### Brontekst
Op een andere plek ben ik nog een weblog begonnen. Daarin reageer ik op de columns van Kees Beekmans in de Volkskrant over zijn inburgeringsproces in Marokko. Deze blog is te vinden op Marokko.volkskrantblog.nl

Bijna rond!

Inmiddels is geregeld dat de Radboud Universiteit de beheerder gaat worden van het NIMAR.
Maar we hebben nog steeds niet zwart op wit dat het geld waarme het instituut kan gaan starten ook beschikbaar is. Maar mondeling zijn er wel al toezeggingen gedaan door functionarissen van het ministerie van OC&W.
Ik twijfel er dan ook absoluut niet aan dat het NIMAR er gaat komen.
De subsidiebrief is voor het eind van dit jaar aangekondigd, dus vermoedelijk binnenkort een definitief positief bericht.

zaterdag, november 19, 2005

Nederlandse drukte in Marrakech

Zoals ik al schreef was het druk met Nederlanders in Marrakech de afgelopen dagen. Nu, donderdag 17 november, zijn ze bijna allemaal weer vertrokken. Van ‘hoog’ naar ‘laag’ een opsomming van de Nederlandse passanten:
- pins Willem Alexander en prinses Máxima
- de staatssecretarissen Medy van der Laan van Cultuur en Atzo Nicolaï van Buitenlandse Zaken
- diplomaten van de Nederlandse ambassade in Rabat en de Nederlandse honorair consul
- het bestuur van de Stichting Marokko-Nederland 400 jaar
- deelnemers aan het wetenschappelijk congres over water in Nederland en in Marokko (daar hoorde ik ook bij)

Vermeldingen uit een verzameling
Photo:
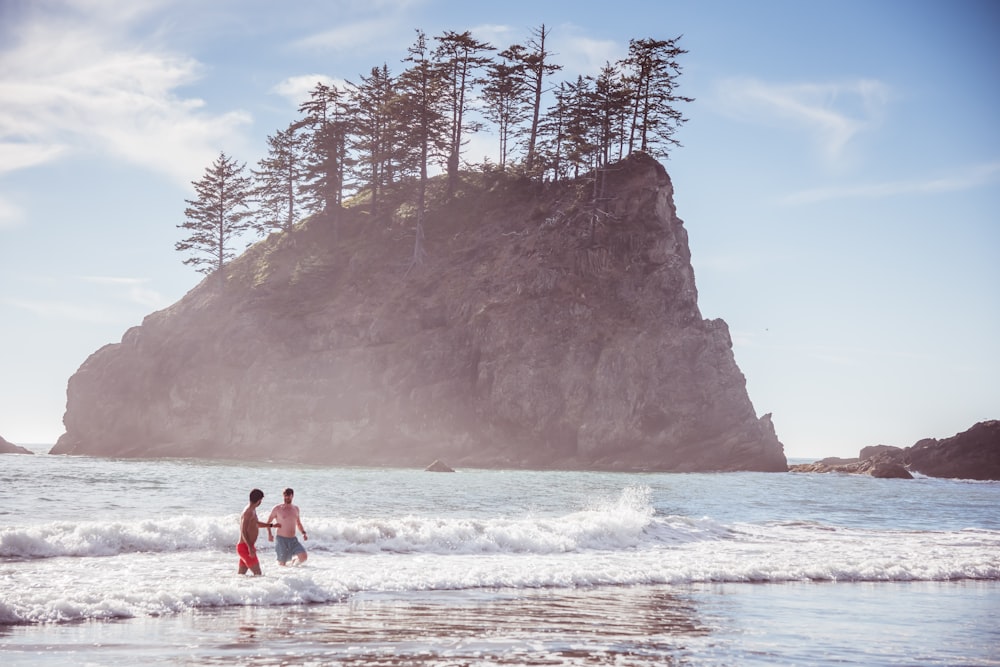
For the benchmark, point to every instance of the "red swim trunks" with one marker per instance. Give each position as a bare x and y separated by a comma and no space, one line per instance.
243,549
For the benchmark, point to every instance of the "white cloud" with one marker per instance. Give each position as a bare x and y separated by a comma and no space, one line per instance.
968,179
16,155
78,81
833,113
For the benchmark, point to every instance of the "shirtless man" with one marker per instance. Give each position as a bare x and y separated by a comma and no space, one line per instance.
249,529
287,548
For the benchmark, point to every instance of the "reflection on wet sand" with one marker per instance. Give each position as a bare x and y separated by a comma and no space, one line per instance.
620,625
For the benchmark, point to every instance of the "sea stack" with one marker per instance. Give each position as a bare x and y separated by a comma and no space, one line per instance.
551,326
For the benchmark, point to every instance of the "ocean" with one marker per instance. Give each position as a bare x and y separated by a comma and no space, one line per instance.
126,562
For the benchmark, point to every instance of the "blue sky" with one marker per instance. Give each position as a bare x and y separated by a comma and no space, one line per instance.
839,179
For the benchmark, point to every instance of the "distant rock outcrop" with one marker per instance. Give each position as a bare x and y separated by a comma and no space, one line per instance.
972,454
543,328
10,448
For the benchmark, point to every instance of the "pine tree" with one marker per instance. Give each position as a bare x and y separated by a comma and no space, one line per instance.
329,126
375,132
535,67
653,79
220,214
279,182
459,57
503,95
420,87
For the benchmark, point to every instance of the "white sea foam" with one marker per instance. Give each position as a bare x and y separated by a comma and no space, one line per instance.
486,530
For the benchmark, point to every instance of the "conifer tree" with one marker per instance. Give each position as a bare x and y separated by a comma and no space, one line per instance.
653,79
279,181
218,216
503,103
535,66
329,125
421,90
459,57
375,132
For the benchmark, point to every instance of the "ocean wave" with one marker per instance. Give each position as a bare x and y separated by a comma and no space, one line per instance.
621,523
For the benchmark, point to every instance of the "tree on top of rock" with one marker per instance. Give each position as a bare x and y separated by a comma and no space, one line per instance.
220,214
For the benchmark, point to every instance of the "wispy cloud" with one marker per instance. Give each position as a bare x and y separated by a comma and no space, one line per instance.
71,311
578,54
78,80
10,214
833,113
968,179
133,290
296,89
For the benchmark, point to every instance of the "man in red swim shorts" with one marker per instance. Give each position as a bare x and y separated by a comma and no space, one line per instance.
250,527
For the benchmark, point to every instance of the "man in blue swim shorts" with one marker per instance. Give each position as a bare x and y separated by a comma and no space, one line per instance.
287,547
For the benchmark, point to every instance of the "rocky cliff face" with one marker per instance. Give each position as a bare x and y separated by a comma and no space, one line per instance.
536,333
971,454
11,448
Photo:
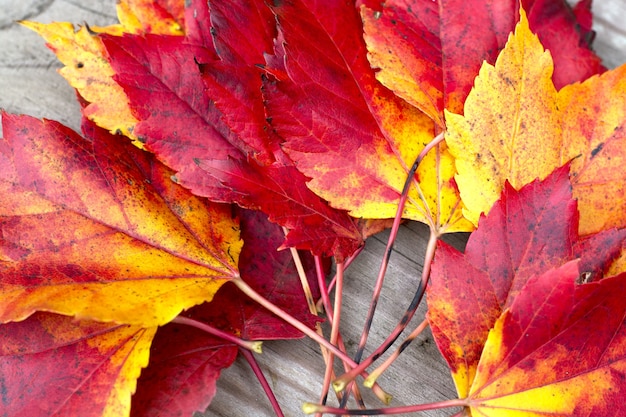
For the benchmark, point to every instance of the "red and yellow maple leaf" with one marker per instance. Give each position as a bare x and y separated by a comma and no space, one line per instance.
430,52
526,233
184,358
517,127
354,138
95,228
86,67
54,365
559,350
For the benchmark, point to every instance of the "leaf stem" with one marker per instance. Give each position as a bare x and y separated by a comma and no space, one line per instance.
341,382
263,381
303,278
245,344
334,332
250,292
310,408
369,381
390,242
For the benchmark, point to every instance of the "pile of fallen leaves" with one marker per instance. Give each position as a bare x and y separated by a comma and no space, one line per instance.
216,133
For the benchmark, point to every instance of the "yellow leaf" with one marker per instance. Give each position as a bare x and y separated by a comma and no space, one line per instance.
101,231
517,127
87,70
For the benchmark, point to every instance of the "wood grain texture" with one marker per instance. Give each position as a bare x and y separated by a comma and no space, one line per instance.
29,84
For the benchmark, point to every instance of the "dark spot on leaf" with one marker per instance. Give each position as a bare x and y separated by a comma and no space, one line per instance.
597,149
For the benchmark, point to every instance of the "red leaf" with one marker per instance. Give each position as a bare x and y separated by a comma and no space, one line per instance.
190,136
558,350
567,39
184,358
55,365
525,234
430,52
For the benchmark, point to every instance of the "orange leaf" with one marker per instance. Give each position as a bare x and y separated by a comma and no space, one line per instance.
353,137
541,359
86,67
54,365
87,70
517,127
97,229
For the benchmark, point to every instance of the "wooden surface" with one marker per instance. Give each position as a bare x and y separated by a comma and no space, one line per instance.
29,84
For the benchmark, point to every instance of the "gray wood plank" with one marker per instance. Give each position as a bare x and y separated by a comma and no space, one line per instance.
29,84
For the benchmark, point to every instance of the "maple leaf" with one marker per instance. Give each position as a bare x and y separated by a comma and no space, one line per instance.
354,138
86,67
525,234
184,358
558,350
425,55
211,155
54,365
517,127
95,228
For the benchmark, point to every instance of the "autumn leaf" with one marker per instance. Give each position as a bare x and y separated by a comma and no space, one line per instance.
357,151
427,56
210,153
525,234
95,228
184,358
558,350
517,127
55,365
86,67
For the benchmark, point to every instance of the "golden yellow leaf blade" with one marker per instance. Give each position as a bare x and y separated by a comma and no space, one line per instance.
109,236
511,128
594,122
87,70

### Vragen en opdrachten
1) Welke universiteit wordt volgens de brontekst de beheerder van het NIMAR?
2) Herhaal alsjeblieft woordelijk het stuk van de brontekst tussen "Bijna rond!" en "definitief positief bericht.", beide inbegrepen.

### Uitgewerkte antwoorden
1) De Radboud Universiteit.

2)
Bijna rond!

Inmiddels is geregeld dat de Radboud Universiteit de beheerder gaat worden van het NIMAR.
Maar we hebben nog steeds niet zwart op wit dat het geld waarme het instituut kan gaan starten ook beschikbaar is. Maar mondeling zijn er wel al toezeggingen gedaan door functionarissen van het ministerie van OC&W.
Ik twijfel er dan ook absoluut niet aan dat het NIMAR er gaat komen.
De subsidiebrief is voor het eind van dit jaar aangekondigd, dus vermoedelijk binnenkort een definitief positief bericht.